■ **WHAT IS REQUIRED**: Starting at the line that contains "Question. Place one point on every instance of the riverbank", reproduce every line through the end of the entries below, with no pictures in the copy.

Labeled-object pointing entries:

---------------

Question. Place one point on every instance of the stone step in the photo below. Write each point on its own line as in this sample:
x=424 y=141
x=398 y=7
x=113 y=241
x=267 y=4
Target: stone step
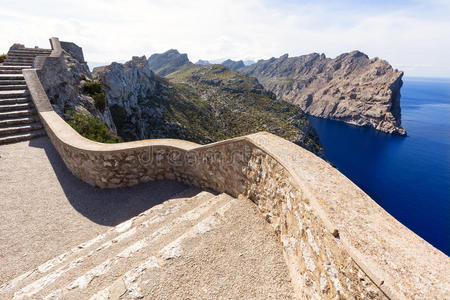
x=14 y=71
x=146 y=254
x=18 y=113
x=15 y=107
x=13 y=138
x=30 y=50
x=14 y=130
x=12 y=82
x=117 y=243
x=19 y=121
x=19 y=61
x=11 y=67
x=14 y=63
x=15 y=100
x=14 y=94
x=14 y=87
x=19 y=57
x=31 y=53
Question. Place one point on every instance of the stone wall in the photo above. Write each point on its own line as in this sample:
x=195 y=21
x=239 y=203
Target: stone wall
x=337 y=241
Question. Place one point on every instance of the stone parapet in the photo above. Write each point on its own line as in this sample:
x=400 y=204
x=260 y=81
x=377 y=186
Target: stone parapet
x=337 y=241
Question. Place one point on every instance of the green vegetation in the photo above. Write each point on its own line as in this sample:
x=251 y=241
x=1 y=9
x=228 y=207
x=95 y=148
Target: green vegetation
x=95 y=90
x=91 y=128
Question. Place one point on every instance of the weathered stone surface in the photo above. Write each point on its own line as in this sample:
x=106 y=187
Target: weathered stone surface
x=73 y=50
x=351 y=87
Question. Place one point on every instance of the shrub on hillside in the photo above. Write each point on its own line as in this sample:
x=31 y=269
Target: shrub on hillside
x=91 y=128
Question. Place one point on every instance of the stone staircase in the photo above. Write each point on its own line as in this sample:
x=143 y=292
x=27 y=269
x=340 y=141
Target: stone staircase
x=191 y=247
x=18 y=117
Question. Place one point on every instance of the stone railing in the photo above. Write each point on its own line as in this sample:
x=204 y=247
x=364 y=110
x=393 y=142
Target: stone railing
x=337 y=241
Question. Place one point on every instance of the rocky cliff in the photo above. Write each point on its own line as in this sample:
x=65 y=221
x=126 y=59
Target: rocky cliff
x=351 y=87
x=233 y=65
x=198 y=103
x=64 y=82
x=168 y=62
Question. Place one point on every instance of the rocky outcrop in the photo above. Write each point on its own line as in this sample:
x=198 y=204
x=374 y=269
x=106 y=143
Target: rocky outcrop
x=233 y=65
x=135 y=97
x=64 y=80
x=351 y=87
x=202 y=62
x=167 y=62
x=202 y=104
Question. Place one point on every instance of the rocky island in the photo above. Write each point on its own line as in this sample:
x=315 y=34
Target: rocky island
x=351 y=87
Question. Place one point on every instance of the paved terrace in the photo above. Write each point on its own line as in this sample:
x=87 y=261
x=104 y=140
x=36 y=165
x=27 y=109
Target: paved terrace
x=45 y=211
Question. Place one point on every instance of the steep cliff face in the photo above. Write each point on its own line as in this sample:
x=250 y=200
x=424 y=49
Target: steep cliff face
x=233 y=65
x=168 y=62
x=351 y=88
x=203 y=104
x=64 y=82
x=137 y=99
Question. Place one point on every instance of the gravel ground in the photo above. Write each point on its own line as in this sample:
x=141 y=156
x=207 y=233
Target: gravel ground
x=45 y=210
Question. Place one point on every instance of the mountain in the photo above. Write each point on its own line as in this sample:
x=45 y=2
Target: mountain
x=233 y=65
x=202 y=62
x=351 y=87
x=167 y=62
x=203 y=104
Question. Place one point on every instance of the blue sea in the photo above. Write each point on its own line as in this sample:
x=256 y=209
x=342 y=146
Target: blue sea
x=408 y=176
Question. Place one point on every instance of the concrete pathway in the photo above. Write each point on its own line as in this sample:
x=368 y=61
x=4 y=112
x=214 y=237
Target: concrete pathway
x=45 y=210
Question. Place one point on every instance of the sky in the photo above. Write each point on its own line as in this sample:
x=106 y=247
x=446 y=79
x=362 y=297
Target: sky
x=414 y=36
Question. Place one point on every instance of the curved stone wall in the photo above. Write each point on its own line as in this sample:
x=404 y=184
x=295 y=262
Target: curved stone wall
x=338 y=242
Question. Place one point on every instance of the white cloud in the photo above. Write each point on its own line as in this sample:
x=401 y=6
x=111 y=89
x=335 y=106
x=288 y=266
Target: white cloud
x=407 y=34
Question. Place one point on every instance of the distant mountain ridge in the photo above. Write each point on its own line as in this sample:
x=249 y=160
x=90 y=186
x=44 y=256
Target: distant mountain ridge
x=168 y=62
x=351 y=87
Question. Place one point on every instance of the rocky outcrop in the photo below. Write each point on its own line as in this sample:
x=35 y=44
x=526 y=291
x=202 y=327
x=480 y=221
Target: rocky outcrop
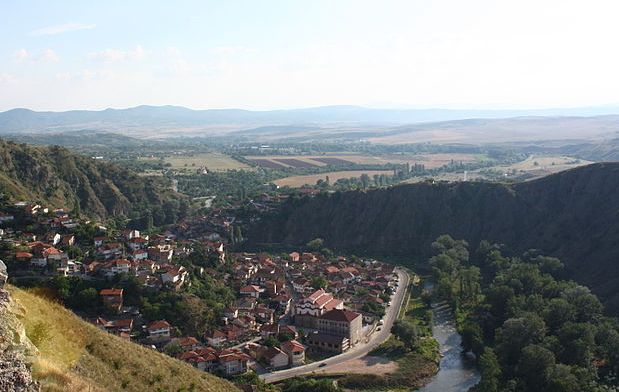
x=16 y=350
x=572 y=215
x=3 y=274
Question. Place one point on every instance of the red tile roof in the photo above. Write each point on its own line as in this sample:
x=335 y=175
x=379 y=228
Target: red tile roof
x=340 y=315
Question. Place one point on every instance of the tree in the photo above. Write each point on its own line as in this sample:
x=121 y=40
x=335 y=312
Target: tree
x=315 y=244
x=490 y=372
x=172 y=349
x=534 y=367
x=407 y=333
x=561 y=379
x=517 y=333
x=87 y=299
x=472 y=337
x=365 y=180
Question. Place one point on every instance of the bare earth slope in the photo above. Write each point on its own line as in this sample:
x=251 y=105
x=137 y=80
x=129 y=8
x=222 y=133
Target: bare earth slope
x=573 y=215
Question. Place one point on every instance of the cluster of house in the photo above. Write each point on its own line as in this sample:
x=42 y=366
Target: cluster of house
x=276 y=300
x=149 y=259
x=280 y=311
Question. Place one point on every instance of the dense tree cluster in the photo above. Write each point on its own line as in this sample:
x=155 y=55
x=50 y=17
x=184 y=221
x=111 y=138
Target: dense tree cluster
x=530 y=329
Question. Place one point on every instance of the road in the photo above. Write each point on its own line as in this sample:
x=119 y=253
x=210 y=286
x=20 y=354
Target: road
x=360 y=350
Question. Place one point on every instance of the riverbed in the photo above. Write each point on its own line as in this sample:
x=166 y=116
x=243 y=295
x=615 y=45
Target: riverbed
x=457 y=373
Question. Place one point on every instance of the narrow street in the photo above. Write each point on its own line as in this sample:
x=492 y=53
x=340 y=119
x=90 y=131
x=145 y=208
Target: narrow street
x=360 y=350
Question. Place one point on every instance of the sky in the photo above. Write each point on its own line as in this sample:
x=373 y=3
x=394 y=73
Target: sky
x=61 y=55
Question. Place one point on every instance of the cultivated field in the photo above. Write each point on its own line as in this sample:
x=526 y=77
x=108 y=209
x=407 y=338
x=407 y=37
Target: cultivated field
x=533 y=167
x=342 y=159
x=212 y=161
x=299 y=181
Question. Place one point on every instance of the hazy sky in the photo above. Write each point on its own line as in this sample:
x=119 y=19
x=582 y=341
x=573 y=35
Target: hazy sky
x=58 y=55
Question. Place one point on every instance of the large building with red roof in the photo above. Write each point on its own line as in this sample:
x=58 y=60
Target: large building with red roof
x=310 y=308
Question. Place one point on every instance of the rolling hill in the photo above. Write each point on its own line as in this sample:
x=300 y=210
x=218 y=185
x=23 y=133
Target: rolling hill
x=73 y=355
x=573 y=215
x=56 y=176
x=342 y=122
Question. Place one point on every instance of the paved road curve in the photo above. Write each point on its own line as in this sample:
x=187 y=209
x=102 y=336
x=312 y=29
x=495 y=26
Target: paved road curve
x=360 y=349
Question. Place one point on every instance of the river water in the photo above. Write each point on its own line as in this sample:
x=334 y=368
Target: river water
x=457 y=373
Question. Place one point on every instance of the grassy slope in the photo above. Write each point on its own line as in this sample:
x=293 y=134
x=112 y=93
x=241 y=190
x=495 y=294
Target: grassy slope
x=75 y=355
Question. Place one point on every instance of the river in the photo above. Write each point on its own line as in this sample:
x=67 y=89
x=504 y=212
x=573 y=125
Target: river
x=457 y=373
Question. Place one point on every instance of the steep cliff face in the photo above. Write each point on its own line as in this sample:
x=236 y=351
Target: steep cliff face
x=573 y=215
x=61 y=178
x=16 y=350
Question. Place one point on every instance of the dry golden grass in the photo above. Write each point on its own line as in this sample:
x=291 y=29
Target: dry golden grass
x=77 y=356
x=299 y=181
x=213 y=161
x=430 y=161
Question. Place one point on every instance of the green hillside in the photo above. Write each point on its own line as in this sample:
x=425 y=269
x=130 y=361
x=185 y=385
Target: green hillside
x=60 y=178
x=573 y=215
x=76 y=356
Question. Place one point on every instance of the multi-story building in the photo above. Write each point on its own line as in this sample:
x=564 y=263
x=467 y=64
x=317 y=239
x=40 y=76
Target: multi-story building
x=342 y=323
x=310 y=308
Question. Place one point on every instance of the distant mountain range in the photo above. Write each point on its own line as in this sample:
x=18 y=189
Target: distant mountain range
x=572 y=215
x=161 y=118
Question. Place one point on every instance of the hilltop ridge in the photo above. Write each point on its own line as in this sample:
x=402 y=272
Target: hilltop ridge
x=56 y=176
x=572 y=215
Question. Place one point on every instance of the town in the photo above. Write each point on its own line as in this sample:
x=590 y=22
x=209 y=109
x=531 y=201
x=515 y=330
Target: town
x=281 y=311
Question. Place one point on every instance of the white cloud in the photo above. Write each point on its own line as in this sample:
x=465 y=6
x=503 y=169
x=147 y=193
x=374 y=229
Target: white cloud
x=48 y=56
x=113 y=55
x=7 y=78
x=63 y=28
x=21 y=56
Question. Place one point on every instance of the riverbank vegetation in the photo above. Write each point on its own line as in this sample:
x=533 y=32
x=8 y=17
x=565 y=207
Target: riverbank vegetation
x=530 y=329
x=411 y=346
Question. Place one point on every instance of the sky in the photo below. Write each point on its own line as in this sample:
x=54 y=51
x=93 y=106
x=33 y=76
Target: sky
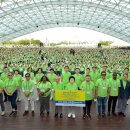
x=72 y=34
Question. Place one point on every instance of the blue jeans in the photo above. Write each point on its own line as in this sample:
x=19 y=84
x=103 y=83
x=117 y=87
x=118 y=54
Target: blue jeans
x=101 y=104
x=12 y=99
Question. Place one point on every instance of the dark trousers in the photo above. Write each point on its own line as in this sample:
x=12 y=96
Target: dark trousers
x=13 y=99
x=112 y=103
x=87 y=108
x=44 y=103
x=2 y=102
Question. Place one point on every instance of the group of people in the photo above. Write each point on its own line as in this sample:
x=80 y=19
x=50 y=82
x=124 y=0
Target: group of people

---------------

■ **RESULT FOR THIS EXERCISE**:
Question. Place one point on every instance of the riverbank vegetation in the photo above. Write each point on its own line as in this sample:
x=533 y=32
x=8 y=17
x=565 y=207
Target: riverbank vegetation
x=530 y=329
x=411 y=346
Question. Place one point on every instance of the sky in the photo below. Write each point on its own line as in this sample:
x=54 y=51
x=93 y=106
x=33 y=76
Target: sky
x=72 y=34
Question. Place one point on every instance of the blue jeans in the photo above. Write each point on its own line as in this sample:
x=19 y=84
x=103 y=83
x=117 y=87
x=118 y=54
Target: blue jeans
x=101 y=104
x=12 y=99
Question. Place one point on every instance of the dark trousers in the photo above. Write each point on its own line as in this sample:
x=12 y=96
Target: dark trousers
x=13 y=99
x=112 y=103
x=87 y=108
x=44 y=103
x=2 y=102
Question. Place one point on every instance of the group of people in the photo above. Write each point on its own line as in this sample:
x=80 y=19
x=50 y=82
x=124 y=0
Target: group of people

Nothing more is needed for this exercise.